Below is a listing to write out in full, exactly as given, without its pictures.

Start of TASK INPUT

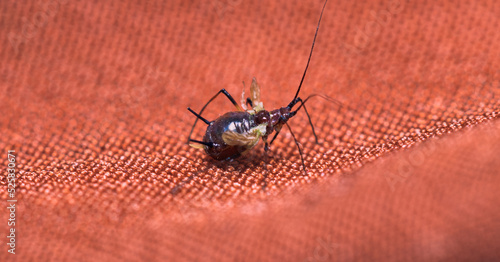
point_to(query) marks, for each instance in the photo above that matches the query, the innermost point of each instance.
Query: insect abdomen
(238, 122)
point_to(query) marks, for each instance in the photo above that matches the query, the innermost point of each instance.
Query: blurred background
(93, 99)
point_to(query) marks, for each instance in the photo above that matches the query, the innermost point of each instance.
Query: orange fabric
(94, 96)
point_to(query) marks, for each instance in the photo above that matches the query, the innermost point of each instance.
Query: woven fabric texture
(93, 98)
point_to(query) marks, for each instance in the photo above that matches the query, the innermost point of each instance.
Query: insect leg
(275, 135)
(209, 101)
(302, 104)
(249, 102)
(198, 116)
(298, 146)
(209, 144)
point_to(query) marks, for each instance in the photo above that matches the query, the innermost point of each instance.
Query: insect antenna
(298, 146)
(303, 104)
(308, 60)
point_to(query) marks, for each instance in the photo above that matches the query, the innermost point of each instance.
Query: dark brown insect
(234, 133)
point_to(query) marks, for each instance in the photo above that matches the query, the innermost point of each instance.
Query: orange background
(93, 98)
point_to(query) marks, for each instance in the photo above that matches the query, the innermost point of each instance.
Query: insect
(235, 133)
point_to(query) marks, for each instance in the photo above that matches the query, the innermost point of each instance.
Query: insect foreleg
(302, 104)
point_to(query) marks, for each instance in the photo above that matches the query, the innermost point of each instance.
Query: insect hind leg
(198, 115)
(302, 104)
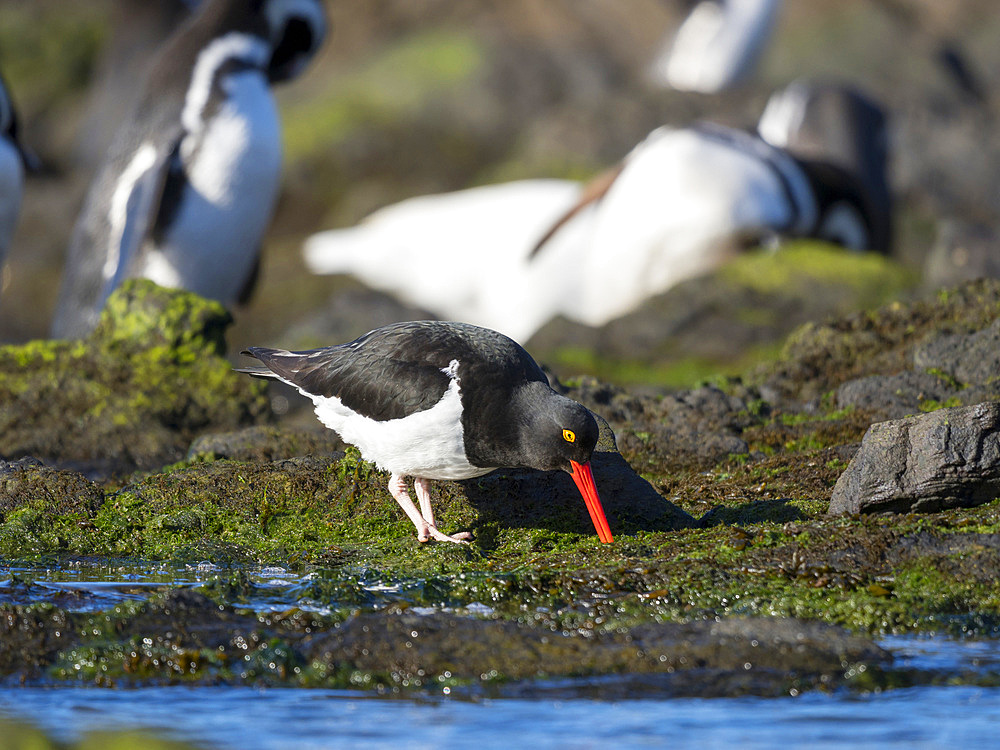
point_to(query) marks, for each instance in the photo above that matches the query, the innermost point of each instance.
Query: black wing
(398, 370)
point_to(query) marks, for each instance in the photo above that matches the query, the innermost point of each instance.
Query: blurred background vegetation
(419, 96)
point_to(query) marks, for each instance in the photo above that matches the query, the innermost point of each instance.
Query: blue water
(254, 719)
(248, 719)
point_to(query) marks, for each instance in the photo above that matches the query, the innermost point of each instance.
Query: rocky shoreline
(728, 549)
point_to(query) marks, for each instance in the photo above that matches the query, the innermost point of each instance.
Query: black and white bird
(514, 256)
(14, 160)
(191, 178)
(717, 46)
(435, 400)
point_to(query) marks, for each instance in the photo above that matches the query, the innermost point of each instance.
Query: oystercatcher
(190, 181)
(512, 257)
(436, 400)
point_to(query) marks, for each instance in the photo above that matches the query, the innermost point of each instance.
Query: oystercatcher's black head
(559, 433)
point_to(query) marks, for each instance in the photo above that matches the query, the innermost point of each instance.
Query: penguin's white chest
(426, 444)
(11, 187)
(233, 174)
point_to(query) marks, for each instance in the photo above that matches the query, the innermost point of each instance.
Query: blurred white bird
(511, 257)
(717, 46)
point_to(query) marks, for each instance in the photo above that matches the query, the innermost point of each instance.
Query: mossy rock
(133, 394)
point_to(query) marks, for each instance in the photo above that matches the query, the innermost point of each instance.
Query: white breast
(11, 187)
(233, 184)
(427, 444)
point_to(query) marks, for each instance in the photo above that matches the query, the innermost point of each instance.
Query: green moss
(874, 278)
(48, 50)
(681, 371)
(135, 393)
(389, 88)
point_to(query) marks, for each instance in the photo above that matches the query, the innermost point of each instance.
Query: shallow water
(251, 719)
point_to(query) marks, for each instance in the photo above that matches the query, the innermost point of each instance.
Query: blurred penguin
(137, 28)
(514, 256)
(717, 46)
(840, 135)
(191, 178)
(14, 160)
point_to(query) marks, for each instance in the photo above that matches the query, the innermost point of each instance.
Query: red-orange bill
(585, 483)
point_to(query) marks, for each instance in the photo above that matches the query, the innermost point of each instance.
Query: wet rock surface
(130, 396)
(185, 636)
(722, 538)
(946, 459)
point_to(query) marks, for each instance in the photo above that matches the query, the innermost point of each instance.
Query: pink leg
(423, 489)
(425, 530)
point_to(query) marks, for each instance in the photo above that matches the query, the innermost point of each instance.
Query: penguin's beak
(585, 483)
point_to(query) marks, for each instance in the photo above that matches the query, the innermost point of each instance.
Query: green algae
(131, 395)
(389, 89)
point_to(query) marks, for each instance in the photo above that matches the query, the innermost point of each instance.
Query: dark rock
(820, 356)
(698, 427)
(972, 359)
(894, 396)
(963, 251)
(945, 459)
(777, 651)
(265, 443)
(27, 482)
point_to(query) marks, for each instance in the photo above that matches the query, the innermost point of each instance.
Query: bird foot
(431, 532)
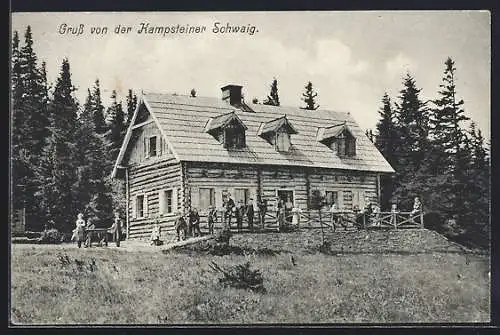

End of TASK INPUT

### YOUR SOLUTION
point_to(query) marks, for each instance in the photo above that matches the query, the innermost point of each instance.
Query: insect abdomen
(238, 122)
point_to(query) marks, for each instance in the photo above that matches the query, the innermost point of each instance.
Query: blurred background
(93, 99)
point_to(query) marks, for each instance in the photo above that matches the query, the innermost point of each instance.
Query: orange fabric
(94, 96)
point_to(query) marks, for each instance in the photo above that matches the query, the innermost point of each instance.
Query: woven fabric texture
(93, 98)
point_to(query) marks, for each instance in the photo above that matches the query, the innermost point of each instance.
Query: insect leg
(275, 135)
(209, 101)
(302, 104)
(249, 102)
(198, 116)
(298, 146)
(209, 144)
point_to(query) marks, for each instance in the photo above that matches the query, the innermost point of each instance.
Query: insect antenna
(298, 146)
(303, 104)
(308, 60)
point_to(query) marks, for each instance in the photo above that matches the query, the innermost point of each instance.
Query: dark brown insect
(234, 133)
point_to(query) marks, for each instance in the photo above that matches the query, the innermost point of each instance.
Query: orange background
(93, 98)
point_to(query) marks, for each instance in the photo above that matches the query, the innermost point of each instance.
Query: insect
(235, 133)
point_to(query) marks, for each instance in the photo above that matches the query, the innermost point of each instance.
Query: insect foreleg
(302, 104)
point_to(query) marks, for each instance in the photo above that matches the query, the innermost point of each instance.
Query: insect hind leg
(198, 115)
(302, 104)
point_to(query) marks, for each instance in the photo above that matches the query, the innermost point of each instance.
Query: black wing
(398, 370)
point_to(query) marks, for each instance in the photo above that matches the query, the innermost point of each instance.
Query: blurred background vegetation
(419, 96)
point_to(query) marks, for each instance in the photo above that matches the query, the innermost point of each instance.
Query: blue water
(254, 719)
(248, 719)
point_to(query) marks, for each instance in the photo above that matches the query, the innermost point of each instance.
Query: rocky shoreline
(728, 549)
point_to(query) marks, for each instance in the photo above that matches the query, the innermost point of each instance.
Query: black and white bird
(514, 256)
(14, 160)
(191, 178)
(717, 46)
(435, 400)
point_to(query) marks, for each instance in the photo above that matches the query, the innermost point of each instance.
Query: oystercatcher
(190, 181)
(512, 257)
(436, 400)
point_to(query) marks, for each instance in the photo above that matches the query, the innermost point of each instance.
Query: oystercatcher's black head
(559, 433)
point_to(query) marks, for each instance in the photo above that matches the query, the innermost point of each instance.
Query: penguin's white chest
(426, 444)
(11, 187)
(233, 174)
point_to(query) marks, for each instance in the photo above that matches the query, the innermost point of each instance.
Query: blurred white bird
(511, 257)
(717, 46)
point_to(query) marks, for each instance in the photo above that matches the query, the innermost point of each instance.
Query: mossy rock
(133, 394)
point_to(query) marks, for each instance in the photo above that matches the query, the innermost point of each instance.
Query: white breast
(11, 187)
(233, 184)
(427, 444)
point_to(query) marks, for each instance in the photo above that matches the query, the innermost point of each instance.
Query: green moss
(874, 278)
(48, 50)
(681, 371)
(135, 393)
(389, 88)
point_to(query) marks, for each instance in the photo above that matches the query, the innermost point of each instance.
Query: shallow water
(251, 719)
point_to(query) marks, for each instance in the photo above that matches the query, the innermost point of each instance.
Query: blurred penguin
(137, 28)
(514, 256)
(717, 46)
(840, 135)
(191, 178)
(14, 160)
point_to(query) marks, for each instance in the photo above that matches the query, the innermost point of each instance.
Query: red-orange bill
(585, 483)
point_to(query) marks, for each instance in the photo above that matches the query, the innermost point of each instance.
Query: wet rock surface
(130, 396)
(185, 636)
(722, 538)
(946, 459)
point_to(query) marks, for each instance in the photo above that matches the query, the innermost point of each instance.
Query: pink leg
(423, 489)
(425, 530)
point_to(query) marks, for each instance in the photo above that matches the query, the innermost point of each instance.
Query: penguin's beak
(585, 483)
point_to(query) marks, for each instance in the photo above that matches the query, the innermost point of each instance.
Query: green algae
(131, 395)
(389, 89)
point_to(query) marks, for each instance in the photo above that matches the query, the innermost point of each instance.
Query: dark rock
(820, 356)
(698, 427)
(972, 359)
(894, 396)
(963, 251)
(945, 459)
(777, 651)
(265, 443)
(27, 482)
point_to(query) marks, for each instance in the photo above that matches the query, the innermost point of each instance.
Query: bird foot
(431, 532)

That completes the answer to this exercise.